> _Text to read_:
The Statistical Crisis in Science

yummyfajitas · on Jan 16, 2015

So at least two people reading this seem to think it's about using science in the context of their pet peeves. It's not.

It's about using a statistical test for a data dependent hypothesis and interpreting the test as if it were used for a data-independent hypothesis. That's all.

It's not about using statistics in politics or finance. It's about first looking at the data, then formulating a hypothesis, then running a standard test which is based on the idea that you chose the hypothesis independently of the data. This is a problem in any field.

tansey · on Jan 16, 2015

Indeed!

I have a particularly relevant horror story. For one of my graduate classes, I built a game where two people (a liar and a truth teller) would try to convince a third person (the judge) they had experienced something. The goal was to see if people used different language when lying than they did when telling the truth. It was a fun project and we were focused more on the NLP/ML side of things. Turns out to be reasonably possible to separate our ~500 examples via a linear SVM, with some interesting separating words. That's where our claims stopped.

Then I took the results to a psychology prof. They loaded the data into SAS or something and it proceeded to perform HUNDREDS of independent t-tests. The results came out in a few seconds and the professor exclaimed "Oh look! Pronouns are statistically significant! Oh and possessive nouns too!" -- I cringed.

The flip side of this is that as statisticians, we do know how to handle different kinds of testing. If you're going to be looking at all these different outcomes, that's fine, but you just need to correct for it. We've had Bonferroni correction since the 1960s; Benjamini-Hochberg and related false discovery rate methods have been around for almost 20 years now. In fact, there are even situations where the data can help define a prior for your hypothesis testing [1].

Lastly, there is this quote from the article:

> There is no statistical quality board that could enforce such larger analyses—nor would we believe such coercion to be appropriate

I'm not sure if that's such a bad idea. In theory, that should be the job of the journal reviewers and editor. In practice, it's often the blind leading the blind, with confirmation bias thrown in to boot. Maybe we need an SRB as a companion to IRB.

[1] http://arxiv.org/abs/1411.6144

mcguire · on Jan 17, 2015

"Then I took the results to a psychology prof. They loaded the data into SAS or something and it proceeded to perform HUNDREDS of independent t-tests. The results came out in a few seconds and the professor exclaimed 'Oh look! Pronouns are statistically significant! Oh and possessive nouns too!' -- I cringed."

This wasn't, by any chance, James W. Pennebaker from UT Austin? (Or somebody related to him?)

I was just reading The Secret Life of Pronouns and his chapter on lying does point to pronouns as a key factor for distinguishing lying. On the other hand, he does take some pains to note that getting to 65% correctness is reasonably easy but getting much more has been impossible so far, outside of restricted environments such as laboratory conditions.

> _Listed records_:

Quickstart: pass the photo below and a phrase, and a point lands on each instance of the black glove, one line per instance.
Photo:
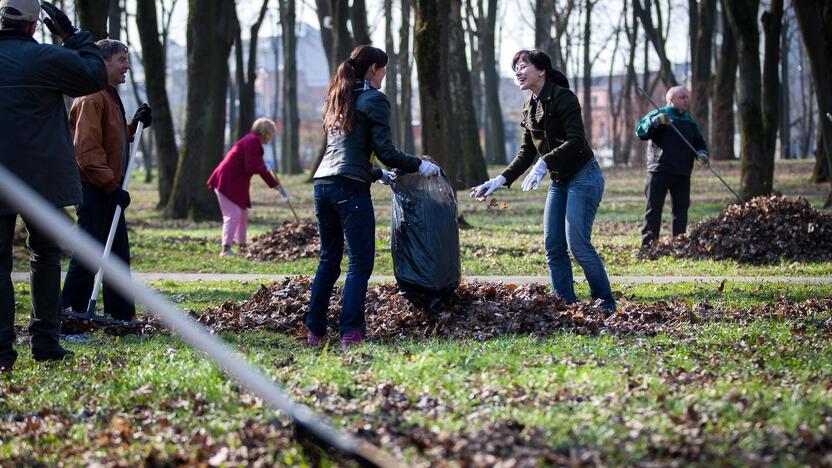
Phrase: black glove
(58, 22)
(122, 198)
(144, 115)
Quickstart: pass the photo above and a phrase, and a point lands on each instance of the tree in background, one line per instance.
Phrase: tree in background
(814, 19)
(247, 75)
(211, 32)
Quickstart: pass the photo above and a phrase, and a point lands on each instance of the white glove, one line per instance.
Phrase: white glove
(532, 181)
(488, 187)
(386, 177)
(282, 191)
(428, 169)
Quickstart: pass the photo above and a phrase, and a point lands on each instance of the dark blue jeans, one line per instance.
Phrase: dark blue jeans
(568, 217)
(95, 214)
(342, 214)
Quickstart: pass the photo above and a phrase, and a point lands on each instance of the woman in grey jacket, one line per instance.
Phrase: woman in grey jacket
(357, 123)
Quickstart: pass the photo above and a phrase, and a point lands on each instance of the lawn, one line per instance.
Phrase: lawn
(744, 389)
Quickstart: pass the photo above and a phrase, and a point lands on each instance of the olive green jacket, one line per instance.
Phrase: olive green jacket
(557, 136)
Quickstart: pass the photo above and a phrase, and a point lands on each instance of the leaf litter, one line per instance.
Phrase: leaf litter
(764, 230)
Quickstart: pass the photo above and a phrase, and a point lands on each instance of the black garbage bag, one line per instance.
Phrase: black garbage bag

> _Work to do_:
In the thread on the statistical crisis in science, which correction does the poster say statisticians have had since the 1960s?

> _Exercise answer_:
Bonferroni correction.